DOCUMENT EXCERPT »
Food Police a Real Possibility?
For Some, It’s an Idea Whose Time Has Come
BY STEWART TRUELSEN
Picture yourself in the future, the not too distant future, on a bright summer day. You are grilling hot dogs at a picnic with your family in a park. You pay little attention to the drone flying overhead. It’s probably a UPS or FedEx drone making a package delivery. But it’s not. It’s the food police and they are monitoring the items you brought to the picnic. The hot dogs, buns, potato chips and soda pop exceed your family’s maximum caloric allowance for the day. Besides, non-diet soda pop has been completely outlawed because it contains sweetener. You are in trouble with the food police.
If that Orwellian view of the future sends chills down your spine maybe it should, because it is not so far-fetched. Michael Bloomberg, the former mayor of New York City, already tried to limit the sales of soft drinks. Some said he did it to enhance his image as he left office. Whatever the reason, it didn’t work. The Supreme Court of New York blocked his efforts, calling the limits on soft drinks “arbitrary and capricious.”

EXCERPTED DATA »
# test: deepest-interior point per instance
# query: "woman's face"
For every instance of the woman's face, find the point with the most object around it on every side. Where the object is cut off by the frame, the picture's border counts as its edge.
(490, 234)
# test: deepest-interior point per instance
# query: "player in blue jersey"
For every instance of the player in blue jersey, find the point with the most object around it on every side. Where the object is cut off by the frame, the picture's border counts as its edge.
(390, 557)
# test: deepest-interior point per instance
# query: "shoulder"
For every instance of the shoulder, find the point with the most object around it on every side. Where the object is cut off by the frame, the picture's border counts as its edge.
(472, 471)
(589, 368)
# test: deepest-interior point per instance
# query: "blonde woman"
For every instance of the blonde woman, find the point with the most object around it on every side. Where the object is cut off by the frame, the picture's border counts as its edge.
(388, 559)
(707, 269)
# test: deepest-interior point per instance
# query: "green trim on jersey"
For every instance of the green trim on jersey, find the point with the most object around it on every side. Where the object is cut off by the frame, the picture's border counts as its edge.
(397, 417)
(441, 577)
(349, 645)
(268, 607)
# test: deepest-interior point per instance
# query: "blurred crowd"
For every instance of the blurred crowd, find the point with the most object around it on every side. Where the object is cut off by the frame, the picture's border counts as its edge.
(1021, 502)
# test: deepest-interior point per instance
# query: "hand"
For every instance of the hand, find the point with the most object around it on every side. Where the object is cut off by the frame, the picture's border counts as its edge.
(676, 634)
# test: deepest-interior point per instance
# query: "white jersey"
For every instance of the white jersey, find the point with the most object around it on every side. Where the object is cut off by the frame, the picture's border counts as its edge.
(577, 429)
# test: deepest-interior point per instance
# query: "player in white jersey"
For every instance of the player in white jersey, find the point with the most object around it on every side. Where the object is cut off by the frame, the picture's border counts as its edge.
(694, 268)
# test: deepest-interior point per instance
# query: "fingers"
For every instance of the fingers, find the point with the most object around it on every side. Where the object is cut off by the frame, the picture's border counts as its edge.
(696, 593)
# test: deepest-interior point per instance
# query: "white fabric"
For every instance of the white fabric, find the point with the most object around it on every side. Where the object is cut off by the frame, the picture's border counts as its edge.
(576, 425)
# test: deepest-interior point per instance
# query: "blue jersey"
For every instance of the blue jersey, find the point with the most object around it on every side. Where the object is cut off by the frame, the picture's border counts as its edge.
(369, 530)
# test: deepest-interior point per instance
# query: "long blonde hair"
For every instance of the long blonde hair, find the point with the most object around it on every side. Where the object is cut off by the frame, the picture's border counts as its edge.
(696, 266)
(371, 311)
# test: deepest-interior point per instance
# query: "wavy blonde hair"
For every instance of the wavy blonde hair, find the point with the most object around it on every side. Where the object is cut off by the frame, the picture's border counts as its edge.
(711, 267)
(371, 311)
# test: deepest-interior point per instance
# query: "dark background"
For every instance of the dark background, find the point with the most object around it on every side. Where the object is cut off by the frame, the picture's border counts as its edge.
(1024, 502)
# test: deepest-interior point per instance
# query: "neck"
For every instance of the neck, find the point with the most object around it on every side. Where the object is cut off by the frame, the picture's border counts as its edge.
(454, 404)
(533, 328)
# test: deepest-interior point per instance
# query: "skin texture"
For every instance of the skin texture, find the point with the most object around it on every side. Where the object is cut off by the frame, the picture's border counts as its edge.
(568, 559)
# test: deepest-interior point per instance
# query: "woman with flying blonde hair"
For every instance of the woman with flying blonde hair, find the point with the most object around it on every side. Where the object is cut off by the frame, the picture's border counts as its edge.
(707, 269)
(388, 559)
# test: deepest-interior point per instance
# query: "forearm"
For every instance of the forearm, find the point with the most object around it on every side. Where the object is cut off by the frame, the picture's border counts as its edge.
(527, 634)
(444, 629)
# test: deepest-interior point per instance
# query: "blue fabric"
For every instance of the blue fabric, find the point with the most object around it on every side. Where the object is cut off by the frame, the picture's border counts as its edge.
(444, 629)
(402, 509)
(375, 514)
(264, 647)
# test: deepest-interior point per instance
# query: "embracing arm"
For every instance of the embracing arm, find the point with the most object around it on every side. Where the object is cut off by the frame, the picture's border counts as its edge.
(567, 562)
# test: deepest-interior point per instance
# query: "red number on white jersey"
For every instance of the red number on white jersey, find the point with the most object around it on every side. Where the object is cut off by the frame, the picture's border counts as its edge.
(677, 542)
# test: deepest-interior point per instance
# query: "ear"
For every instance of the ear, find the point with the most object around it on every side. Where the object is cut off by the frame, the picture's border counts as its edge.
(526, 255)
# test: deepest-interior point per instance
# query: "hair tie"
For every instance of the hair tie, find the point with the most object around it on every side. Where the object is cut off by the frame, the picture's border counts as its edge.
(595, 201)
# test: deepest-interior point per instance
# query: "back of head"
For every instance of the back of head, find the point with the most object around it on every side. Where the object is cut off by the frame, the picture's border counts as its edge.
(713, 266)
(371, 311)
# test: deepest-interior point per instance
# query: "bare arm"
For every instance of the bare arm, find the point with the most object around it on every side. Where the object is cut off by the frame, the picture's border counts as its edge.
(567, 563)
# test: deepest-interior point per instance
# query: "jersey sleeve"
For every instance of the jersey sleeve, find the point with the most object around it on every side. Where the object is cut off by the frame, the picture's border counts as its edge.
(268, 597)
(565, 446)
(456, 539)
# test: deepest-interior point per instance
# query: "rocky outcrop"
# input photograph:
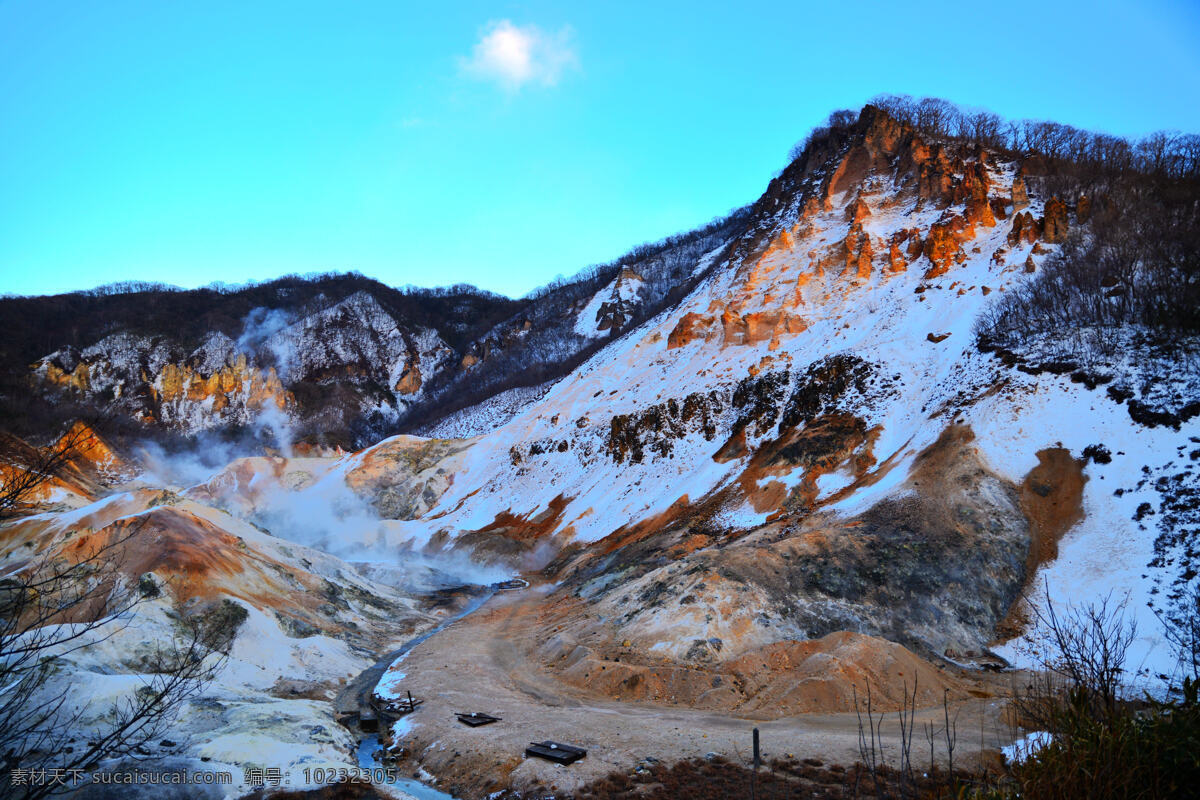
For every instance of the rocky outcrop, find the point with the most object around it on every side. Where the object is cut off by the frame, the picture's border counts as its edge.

WORK REQUEST A »
In the food police article, which court blocked Michael Bloomberg's effort to limit soft drink sales, and how did it describe those limits?
WORK REQUEST B »
Continue the food police article, starting after its final sentence.

ANSWER A »
The Supreme Court of New York, which called the limits "arbitrary and capricious."

ANSWER B »
The mayor vowed to appeal the ruling. He did, and he lost again. Had the rules taken effect, they would have limited the size of sugary drinks to 16 oz. at restaurants, theaters and food carts. What’s interesting to note is what the first court said about the sugar rule.
Justice Milton A. Tingling wrote that the Bloomberg administration had interpreted its health board’s powers broadly enough to “create an administrative Leviathan” that could enact any rules “limited only by its own imagination.”
The defeat in New York hasn’t stopped other advocates of similar regulations. Deborah Cohen, a senior natural scientist with the Rand Corporation, believes we need regulations to keep Americans from overeating. She dismisses many of the causes of obesity: genetic predisposition, lack of self-control, lack of access to fresh fruits and vegetables, a sedentary lifestyle and the need for better education about diet and nutrition. To her, these are myths or misunderstandings. Writing in the Washington Post, she said, “Education can help, but what is really needed is regulation.”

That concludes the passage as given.